Rewrite everything from the line containing "query: red fabric" down to the end of the records below, replacing "fabric" with "cloth" and leaving all else unchanged.

┏━━

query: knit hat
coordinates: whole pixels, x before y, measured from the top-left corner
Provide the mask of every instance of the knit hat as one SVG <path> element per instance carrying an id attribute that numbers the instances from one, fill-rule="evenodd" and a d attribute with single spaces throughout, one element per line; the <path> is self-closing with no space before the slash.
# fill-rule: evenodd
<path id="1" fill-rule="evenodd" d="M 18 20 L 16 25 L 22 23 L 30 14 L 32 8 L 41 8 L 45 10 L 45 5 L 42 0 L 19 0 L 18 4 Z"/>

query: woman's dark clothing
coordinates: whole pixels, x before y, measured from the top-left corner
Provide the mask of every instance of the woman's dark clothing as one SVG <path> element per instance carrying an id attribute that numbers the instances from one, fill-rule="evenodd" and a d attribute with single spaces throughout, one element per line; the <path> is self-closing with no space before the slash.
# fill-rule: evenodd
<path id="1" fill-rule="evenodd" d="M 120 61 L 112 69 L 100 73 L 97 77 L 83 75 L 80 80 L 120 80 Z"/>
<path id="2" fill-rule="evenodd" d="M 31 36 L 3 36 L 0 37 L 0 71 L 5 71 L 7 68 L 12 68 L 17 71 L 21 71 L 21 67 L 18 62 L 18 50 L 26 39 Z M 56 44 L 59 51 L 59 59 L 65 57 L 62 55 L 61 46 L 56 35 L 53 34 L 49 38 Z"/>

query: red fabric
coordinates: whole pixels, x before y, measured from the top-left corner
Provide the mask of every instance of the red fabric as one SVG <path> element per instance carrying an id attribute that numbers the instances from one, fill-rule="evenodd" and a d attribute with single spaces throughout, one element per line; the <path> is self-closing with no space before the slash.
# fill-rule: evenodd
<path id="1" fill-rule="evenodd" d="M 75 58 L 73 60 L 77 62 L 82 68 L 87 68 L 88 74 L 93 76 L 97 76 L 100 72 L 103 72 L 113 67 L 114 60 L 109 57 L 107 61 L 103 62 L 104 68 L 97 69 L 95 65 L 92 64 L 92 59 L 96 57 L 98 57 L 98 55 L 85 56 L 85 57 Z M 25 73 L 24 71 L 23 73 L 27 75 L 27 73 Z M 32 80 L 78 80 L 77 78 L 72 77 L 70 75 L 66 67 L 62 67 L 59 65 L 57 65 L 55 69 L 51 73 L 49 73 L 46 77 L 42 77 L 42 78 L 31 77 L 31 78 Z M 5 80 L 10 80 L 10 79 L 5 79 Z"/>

┗━━

* [RESULT]:
query: red cloth
coordinates: whole pixels, x before y, measured from the top-left corner
Provide the mask of every instance of the red cloth as one SVG <path> element per instance carrying an id attribute that numbers the instances from one, fill-rule="evenodd" and a d attribute with single spaces throughout, one element per line; the <path> is self-closing with no space before the slash.
# fill-rule: evenodd
<path id="1" fill-rule="evenodd" d="M 75 58 L 73 60 L 77 62 L 82 68 L 87 68 L 88 74 L 93 76 L 97 76 L 100 72 L 103 72 L 113 67 L 114 60 L 109 57 L 107 61 L 103 62 L 104 68 L 97 69 L 95 65 L 92 64 L 92 59 L 96 57 L 98 57 L 98 55 L 85 56 L 85 57 Z M 25 73 L 24 71 L 23 73 L 27 75 L 27 73 Z M 32 80 L 78 80 L 77 78 L 72 77 L 70 75 L 66 67 L 62 67 L 59 65 L 57 65 L 55 69 L 51 73 L 49 73 L 46 77 L 42 77 L 42 78 L 31 77 L 31 78 Z M 5 80 L 10 80 L 10 79 L 5 79 Z"/>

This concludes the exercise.